(Passage provided)
────────────────

Increase in Student Substance Abuse Provokes Concern from Administration and Student Body

There has been a significant increase in student substance abuse on campus this year, according to Student Body Co-President Nigel Savage ’23 and Dr. Susan Esty, Dean of Students and Residential Life. Both Savage and Esty confirmed that there have been more student emergency room visits for acute intoxication in the 2022-2023 school year than in the recent past.  Dr. Amy Patel, Dean of Health and Wellness and Chief Medical Officer, did not respond to requests for comment in time for this article. 

On February 16, Esty sent an email to the Andover community on behalf of the Deans Team. “We are increasingly concerned about substance use on campus. There have been too many cases of acute intoxication this year,” she wrote. The email also noted that alcohol overdose could be life-threatening. In an interview with The Phillipian, Esty added that the school was seeing higher-than-usual blood alcohol levels in students who visited the emergency room.

────────────────

(Data for analysis)
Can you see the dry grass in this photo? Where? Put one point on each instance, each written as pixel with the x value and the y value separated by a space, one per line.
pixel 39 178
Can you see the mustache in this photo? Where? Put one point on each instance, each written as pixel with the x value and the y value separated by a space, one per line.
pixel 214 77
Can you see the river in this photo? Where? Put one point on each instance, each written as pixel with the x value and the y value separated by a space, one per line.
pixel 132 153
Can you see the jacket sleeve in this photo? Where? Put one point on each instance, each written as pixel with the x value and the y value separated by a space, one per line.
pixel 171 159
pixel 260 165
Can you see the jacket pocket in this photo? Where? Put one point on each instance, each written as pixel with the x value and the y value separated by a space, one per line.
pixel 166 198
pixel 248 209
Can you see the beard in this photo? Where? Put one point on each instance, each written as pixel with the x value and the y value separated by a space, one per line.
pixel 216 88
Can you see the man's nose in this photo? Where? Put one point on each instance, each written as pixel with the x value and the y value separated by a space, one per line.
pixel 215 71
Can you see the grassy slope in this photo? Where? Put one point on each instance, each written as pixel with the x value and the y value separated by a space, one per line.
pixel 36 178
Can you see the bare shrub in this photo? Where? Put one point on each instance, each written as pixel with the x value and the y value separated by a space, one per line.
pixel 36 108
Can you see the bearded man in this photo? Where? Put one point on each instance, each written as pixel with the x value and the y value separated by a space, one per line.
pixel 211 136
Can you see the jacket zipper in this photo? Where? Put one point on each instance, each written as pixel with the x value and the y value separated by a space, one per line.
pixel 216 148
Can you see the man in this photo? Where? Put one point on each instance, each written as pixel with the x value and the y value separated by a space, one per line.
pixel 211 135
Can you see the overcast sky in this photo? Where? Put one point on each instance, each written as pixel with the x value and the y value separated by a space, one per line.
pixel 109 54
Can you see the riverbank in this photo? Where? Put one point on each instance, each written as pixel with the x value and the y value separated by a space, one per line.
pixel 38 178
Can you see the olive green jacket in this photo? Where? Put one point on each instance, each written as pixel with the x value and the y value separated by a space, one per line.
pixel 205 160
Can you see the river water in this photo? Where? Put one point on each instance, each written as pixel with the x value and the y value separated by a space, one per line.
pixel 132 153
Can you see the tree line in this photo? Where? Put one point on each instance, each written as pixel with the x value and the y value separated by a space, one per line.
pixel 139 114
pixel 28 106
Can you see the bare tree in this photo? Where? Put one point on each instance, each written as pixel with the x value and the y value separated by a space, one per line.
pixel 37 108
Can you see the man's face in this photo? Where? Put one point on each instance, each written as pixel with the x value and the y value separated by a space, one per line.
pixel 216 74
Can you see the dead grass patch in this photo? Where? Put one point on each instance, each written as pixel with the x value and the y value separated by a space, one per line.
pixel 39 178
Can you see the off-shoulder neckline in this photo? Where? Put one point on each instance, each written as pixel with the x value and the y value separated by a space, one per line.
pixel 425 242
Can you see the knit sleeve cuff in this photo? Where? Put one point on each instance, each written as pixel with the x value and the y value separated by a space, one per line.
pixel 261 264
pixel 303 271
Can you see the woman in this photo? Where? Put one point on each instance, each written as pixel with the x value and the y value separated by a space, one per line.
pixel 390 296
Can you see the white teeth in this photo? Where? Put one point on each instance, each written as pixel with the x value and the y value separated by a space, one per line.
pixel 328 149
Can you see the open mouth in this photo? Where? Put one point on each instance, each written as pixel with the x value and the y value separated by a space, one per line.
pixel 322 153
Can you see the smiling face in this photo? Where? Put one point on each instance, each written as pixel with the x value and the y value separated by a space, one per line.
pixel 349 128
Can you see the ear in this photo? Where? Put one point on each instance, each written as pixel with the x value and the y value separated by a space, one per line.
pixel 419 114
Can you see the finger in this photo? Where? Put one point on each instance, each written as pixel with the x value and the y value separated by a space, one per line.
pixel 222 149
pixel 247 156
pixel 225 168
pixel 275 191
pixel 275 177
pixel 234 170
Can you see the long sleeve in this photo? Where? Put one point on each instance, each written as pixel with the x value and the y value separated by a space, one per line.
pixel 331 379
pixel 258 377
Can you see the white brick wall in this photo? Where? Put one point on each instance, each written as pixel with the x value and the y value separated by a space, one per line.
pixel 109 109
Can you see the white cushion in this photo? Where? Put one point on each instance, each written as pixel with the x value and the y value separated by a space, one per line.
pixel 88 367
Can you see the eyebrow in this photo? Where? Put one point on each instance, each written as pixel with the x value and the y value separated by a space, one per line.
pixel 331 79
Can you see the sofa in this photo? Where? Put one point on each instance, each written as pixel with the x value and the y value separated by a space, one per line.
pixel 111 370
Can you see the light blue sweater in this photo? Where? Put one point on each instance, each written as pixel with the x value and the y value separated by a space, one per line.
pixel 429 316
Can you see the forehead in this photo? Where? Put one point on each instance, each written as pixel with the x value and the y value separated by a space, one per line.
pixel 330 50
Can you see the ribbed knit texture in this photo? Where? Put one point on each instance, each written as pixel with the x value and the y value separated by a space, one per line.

────────────────

From the article about student substance abuse, pull out the part that opens with the words containing "There has been" and closes with "for this article.". Rely on the article about student substance abuse alone, not the rows.

(Response)
There has been a significant increase in student substance abuse on campus this year, according to Student Body Co-President Nigel Savage ’23 and Dr. Susan Esty, Dean of Students and Residential Life. Both Savage and Esty confirmed that there have been more student emergency room visits for acute intoxication in the 2022-2023 school year than in the recent past.  Dr. Amy Patel, Dean of Health and Wellness and Chief Medical Officer, did not respond to requests for comment in time for this article.